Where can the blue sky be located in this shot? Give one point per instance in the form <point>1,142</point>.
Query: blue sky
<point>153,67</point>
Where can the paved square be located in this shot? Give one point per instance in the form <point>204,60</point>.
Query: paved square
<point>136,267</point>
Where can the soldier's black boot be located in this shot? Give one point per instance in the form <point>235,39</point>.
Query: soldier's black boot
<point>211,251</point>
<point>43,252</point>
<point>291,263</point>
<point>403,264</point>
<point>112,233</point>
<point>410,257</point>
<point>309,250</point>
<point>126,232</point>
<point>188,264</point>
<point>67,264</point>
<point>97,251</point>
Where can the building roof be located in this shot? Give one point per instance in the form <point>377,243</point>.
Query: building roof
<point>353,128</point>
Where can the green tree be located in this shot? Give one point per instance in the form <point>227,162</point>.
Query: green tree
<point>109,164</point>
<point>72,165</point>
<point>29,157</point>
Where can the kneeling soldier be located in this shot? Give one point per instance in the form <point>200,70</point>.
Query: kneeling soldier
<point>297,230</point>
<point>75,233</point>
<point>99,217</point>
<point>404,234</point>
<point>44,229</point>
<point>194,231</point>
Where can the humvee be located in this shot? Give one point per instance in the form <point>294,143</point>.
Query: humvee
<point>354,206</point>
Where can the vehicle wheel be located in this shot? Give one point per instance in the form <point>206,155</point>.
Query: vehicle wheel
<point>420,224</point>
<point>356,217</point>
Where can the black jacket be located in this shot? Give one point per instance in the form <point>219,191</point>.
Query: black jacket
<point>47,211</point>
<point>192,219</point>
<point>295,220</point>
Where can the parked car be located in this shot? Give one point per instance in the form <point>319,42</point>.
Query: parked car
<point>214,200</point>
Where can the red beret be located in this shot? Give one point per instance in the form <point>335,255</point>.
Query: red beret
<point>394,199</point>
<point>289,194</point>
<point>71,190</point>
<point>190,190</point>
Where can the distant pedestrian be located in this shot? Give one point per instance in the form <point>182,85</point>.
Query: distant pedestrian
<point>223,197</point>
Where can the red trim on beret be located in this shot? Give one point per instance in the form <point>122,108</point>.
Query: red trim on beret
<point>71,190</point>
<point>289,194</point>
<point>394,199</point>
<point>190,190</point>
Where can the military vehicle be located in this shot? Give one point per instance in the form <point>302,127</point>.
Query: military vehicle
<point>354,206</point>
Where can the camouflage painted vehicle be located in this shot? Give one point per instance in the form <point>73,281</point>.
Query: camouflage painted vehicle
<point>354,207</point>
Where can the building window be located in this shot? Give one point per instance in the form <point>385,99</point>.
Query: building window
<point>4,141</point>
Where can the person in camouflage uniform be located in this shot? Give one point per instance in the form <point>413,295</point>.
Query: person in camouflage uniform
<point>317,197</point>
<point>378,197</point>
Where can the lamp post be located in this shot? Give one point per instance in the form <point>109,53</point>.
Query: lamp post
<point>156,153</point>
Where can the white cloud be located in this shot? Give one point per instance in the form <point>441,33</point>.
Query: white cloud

*****

=== DIRECTIONS FOR THIS TASK ===
Return, please, the lines of the data from the first through the line containing "Where can the soldier's", both kept, exactly as they stand and nothing more.

=== WRITTEN SOLUTION ===
Where can the blue sky be located in this shot? Give one point per instance in the form <point>1,142</point>.
Query: blue sky
<point>153,67</point>
Where can the paved square be located in this shot? Give one point per instance in the form <point>204,60</point>.
Query: paved square
<point>136,267</point>
Where can the soldier's black boot be located in this shot? Give one point per instance in the form <point>235,39</point>.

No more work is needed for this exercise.